- _What to work on_: Extend the comment thread below on Benjamin Graham's stock and bond allocation advice, starting right after its final sentence.

- _Document excerpt_:
= = = =

I recently wrote a Guest Blog Entry for the Weakonomics blog entitled Rational Investing in Irrational Markets.
Juicy Excerpt: But wait. The market is rational. A rational market would price stocks properly. There cannot be overvaluation in a market that is rational. Belief in the one idea logically rules out belief in the other.
John Walter Russell says
Here is a reference for Benjamin Graham’s 25% to 75% allocation rules: The Intelligent Investor, fourth revised version, pages 4 and 5 and also page 74.
Have fun.
John Walter Russell
Rob says
Thanks.
Rob
Will Redman says
[also provided to the orignial blog]
The book simply does not support that as being Graham’s FOREMOST advice.
A direct scan of the applicable page, with link below, will serve our purposes nicely top prove my point. Note that he says making an stock/bond apportionment (say 50/50) and then rebalancing back to the desired allocation as the market moves, is the favored approach (he gives a 5% band as the threshold in this example).

= = = =

- _Data section_:
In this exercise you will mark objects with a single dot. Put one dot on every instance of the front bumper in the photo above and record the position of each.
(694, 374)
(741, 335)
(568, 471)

= = = =

- _Result of the exercise_:
He THEN gives the idea of trying to move based on market valuations AS AN ALTERNATIVE to the fixed allocation described above, with rebalancing.
Sorry, if that is the best support Mr. Bennett can garner for his vague system, then he has merely reinforced that Mr. Value Investor himself, Benjamin Graham, recommended the equivalent of a buy-n-hold approach, with periodic rebalancing, as is favored by Mr. Bogle, and many others.
See for yourself:
http://i30.tinypic.com/3009rip.jpg
A nearby footnote also re-enforces Mr. Graham’s early pre-eminence in recognizing behavioral issues associated with trying to pick times and values to move into and out of the market:
http://i31.tinypic.com/foqik2.jpg
Rob says
Thanks for providing the link to the page of the book, Will. That’s extremely helpful.
The material at the link does NOT say that one approach is superior to the other. It says that rebalancing is simpler. It does not say it is better. Each of the two approaches described (Rebalancing/Passive Investing and Valuation-Informed Indexing) are described as alternatives to the other.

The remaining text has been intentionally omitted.